== What is required ==
In the entries below, find each line with the word "cabinet" and return it.

══════

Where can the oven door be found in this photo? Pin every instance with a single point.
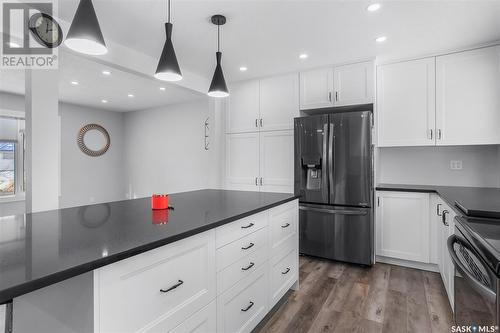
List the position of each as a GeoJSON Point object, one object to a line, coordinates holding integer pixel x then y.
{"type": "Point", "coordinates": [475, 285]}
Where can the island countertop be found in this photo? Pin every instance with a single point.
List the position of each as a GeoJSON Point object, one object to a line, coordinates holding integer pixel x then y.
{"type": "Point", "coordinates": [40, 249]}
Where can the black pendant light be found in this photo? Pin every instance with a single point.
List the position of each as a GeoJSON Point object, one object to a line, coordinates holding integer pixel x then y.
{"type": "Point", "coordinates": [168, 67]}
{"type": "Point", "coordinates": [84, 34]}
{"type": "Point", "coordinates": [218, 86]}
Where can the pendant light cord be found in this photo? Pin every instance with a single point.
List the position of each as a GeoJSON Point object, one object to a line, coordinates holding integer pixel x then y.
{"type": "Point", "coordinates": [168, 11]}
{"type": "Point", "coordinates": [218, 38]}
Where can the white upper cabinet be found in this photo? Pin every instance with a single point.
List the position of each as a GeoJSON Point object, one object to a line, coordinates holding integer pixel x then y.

══════

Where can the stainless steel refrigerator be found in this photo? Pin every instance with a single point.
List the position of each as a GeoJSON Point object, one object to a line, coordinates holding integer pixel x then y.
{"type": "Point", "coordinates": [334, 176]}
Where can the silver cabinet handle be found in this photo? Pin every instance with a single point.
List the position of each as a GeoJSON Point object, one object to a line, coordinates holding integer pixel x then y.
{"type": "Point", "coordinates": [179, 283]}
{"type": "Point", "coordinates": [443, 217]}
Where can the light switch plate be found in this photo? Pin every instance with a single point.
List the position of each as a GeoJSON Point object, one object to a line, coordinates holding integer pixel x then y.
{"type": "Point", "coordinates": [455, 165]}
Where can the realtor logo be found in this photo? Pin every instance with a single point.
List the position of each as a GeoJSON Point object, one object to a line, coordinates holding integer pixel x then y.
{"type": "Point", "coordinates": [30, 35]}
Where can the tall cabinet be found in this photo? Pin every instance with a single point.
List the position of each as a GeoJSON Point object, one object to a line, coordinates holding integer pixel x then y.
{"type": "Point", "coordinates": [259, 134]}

══════

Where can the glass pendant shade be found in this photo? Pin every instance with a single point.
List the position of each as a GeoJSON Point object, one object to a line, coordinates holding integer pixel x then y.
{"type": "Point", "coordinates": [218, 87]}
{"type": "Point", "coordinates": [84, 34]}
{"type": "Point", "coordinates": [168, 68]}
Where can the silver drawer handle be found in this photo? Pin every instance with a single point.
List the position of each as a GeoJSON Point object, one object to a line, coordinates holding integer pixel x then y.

══════

== Answer ==
Where can the white upper cabinet be found in this photo? Pin every instance with a single point.
Where can the silver cabinet handle be found in this photo? Pin every instance with a single point.
Where can the tall cabinet be found in this photo? Pin every instance with a single point.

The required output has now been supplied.